▶ _EXERCISE DESCRIPTION_: Starting at the line that contains "If you could locate the white railing", quote each line exactly through the last line of the entries, both included.

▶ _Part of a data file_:
━━━━━━━━━━━━━━━━━━━━━━━━━━━━━━

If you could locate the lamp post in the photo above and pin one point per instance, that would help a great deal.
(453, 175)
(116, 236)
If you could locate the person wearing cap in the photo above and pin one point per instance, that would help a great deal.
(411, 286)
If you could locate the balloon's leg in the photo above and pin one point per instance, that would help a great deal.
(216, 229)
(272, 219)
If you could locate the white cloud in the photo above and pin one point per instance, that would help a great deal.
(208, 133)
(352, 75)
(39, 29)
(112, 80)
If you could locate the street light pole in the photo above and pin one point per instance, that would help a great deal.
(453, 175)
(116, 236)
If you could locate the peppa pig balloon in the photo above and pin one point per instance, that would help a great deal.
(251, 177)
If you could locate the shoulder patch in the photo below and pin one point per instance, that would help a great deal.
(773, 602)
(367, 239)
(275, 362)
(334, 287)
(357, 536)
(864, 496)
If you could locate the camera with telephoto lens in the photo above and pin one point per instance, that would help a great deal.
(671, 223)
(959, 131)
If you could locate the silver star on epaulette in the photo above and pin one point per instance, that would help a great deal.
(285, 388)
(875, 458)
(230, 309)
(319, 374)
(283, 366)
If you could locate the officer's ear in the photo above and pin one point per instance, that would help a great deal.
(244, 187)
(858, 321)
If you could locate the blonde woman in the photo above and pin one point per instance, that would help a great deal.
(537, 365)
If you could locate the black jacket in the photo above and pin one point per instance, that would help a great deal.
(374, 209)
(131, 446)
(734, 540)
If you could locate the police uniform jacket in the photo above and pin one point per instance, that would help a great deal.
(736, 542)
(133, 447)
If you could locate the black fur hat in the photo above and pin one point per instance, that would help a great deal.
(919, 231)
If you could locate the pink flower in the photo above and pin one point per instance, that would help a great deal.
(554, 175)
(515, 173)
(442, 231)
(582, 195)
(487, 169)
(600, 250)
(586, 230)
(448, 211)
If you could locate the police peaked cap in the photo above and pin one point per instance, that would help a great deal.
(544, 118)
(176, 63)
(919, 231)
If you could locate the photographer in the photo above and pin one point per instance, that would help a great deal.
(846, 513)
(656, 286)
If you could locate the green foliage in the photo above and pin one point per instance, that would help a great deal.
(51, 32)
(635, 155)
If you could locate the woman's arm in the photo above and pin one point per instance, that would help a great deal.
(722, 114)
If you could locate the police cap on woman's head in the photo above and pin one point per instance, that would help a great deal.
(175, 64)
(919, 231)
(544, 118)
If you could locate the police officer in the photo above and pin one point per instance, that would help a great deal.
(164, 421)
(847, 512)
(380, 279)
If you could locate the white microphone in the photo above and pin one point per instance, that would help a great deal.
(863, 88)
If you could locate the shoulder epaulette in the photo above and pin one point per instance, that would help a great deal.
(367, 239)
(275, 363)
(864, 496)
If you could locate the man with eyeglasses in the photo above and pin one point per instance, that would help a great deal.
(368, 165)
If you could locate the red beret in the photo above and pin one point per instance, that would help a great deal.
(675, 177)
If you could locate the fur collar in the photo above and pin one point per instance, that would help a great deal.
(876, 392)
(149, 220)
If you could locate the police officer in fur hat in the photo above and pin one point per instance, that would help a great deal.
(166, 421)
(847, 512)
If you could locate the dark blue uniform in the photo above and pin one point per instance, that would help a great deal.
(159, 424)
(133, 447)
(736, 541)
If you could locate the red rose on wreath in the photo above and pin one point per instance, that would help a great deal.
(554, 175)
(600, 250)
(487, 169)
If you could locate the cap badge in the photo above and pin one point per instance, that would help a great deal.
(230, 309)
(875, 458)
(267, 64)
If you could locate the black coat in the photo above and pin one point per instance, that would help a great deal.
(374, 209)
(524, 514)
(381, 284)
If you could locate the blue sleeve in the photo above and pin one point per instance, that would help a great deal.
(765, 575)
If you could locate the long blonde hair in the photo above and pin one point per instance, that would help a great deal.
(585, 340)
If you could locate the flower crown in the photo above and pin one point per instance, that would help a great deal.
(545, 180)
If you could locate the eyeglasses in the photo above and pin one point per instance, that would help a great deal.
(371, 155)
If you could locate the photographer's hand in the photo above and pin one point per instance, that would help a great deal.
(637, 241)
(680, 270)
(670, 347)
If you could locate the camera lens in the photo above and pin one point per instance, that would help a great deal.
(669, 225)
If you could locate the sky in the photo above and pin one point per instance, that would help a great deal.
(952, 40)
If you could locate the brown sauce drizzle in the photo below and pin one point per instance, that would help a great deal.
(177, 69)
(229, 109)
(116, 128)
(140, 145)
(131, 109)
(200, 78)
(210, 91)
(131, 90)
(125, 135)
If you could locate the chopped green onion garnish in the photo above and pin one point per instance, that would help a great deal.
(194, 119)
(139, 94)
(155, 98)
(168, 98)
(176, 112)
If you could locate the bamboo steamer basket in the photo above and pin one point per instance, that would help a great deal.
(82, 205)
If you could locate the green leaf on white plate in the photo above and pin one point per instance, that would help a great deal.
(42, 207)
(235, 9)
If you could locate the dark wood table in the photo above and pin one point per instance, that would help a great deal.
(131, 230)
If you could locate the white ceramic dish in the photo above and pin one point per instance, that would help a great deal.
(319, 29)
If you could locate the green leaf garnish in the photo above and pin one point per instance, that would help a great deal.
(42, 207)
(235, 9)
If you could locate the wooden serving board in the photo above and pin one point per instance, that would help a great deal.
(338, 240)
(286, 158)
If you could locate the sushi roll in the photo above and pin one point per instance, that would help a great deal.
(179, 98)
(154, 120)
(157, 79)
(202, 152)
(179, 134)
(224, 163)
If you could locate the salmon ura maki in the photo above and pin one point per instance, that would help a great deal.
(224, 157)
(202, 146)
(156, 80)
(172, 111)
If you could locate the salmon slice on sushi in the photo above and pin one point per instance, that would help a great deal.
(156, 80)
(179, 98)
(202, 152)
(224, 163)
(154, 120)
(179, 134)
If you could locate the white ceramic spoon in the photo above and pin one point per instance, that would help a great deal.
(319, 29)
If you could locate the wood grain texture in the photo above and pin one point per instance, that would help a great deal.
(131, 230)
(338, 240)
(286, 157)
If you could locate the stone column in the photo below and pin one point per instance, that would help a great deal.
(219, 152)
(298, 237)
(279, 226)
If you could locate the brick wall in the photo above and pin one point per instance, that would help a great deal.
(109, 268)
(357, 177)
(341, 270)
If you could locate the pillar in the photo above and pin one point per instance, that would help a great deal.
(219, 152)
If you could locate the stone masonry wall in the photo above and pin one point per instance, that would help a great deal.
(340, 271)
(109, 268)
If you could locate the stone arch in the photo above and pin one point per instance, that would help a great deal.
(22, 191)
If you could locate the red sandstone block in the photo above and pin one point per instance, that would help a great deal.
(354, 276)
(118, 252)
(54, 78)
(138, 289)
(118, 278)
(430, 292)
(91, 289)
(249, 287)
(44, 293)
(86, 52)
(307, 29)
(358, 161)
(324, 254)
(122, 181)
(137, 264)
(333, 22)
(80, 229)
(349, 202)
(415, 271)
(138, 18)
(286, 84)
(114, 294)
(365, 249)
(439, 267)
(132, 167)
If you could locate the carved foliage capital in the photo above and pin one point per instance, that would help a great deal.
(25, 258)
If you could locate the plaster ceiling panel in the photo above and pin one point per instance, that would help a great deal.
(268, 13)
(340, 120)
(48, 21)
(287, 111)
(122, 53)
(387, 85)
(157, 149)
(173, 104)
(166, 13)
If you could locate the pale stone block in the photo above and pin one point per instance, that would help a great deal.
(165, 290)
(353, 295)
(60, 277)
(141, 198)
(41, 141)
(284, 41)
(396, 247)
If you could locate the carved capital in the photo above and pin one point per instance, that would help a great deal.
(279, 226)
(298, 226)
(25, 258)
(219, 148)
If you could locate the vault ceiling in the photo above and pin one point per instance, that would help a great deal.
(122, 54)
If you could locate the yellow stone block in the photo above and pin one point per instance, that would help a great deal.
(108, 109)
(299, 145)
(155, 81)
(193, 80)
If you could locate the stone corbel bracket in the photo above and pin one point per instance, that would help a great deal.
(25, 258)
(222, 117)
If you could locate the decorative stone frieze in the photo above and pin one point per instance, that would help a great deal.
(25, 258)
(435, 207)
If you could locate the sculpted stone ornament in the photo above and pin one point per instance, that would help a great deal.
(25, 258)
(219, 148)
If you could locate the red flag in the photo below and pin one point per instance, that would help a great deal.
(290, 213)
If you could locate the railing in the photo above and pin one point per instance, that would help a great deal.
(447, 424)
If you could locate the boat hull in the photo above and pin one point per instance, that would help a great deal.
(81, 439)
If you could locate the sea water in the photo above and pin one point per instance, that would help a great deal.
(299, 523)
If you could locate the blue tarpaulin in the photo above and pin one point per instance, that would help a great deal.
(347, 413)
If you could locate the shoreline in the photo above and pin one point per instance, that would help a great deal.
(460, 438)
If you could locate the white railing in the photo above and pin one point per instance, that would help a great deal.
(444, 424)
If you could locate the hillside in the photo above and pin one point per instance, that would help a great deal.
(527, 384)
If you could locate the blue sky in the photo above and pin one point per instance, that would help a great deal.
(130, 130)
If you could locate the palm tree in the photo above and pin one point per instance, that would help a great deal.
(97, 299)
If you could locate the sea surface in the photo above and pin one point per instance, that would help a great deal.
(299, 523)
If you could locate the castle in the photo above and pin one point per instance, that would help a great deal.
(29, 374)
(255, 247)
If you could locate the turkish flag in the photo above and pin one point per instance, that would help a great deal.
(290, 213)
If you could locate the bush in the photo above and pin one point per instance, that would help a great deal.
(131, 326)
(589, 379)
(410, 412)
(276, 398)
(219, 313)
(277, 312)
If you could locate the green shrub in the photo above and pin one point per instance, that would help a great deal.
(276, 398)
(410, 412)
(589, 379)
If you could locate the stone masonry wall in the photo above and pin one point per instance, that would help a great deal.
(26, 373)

━━━━━━━━━━━━━━━━━━━━━━━━━━━━━━

▶ _WORKED ANSWER_:
If you could locate the white railing in the photo above and pin one point per instance, that would help a great deal.
(444, 424)
If you could locate the hillside in the photo above and pin one point per instance, that would help a great deal.
(527, 384)
If you could locate the blue sky in the photo above and pin one point per instance, that would help a great deal.
(130, 130)
If you could locate the palm tree in the photo above and pin one point per instance, that would help a great deal.
(97, 299)
If you could locate the sea surface in the photo above and pin one point per instance, that would help a great deal.
(299, 523)
If you could locate the castle in the photo above and pin one point per instance, that would help a great deal.
(29, 374)
(255, 247)
If you could locate the turkish flag in the photo above and pin one point per instance, that would help a great deal.
(290, 213)
If you could locate the bush in the photo above and pin one point per instance, that would help a great deal.
(131, 326)
(589, 379)
(410, 412)
(276, 398)
(219, 313)
(277, 312)
If you could locate the green shrub in the photo above and pin one point per instance, that would help a great deal.
(276, 398)
(410, 412)
(589, 379)
If you could locate the stone masonry wall in the photo above and pin one point per instance, that would help a great deal.
(26, 373)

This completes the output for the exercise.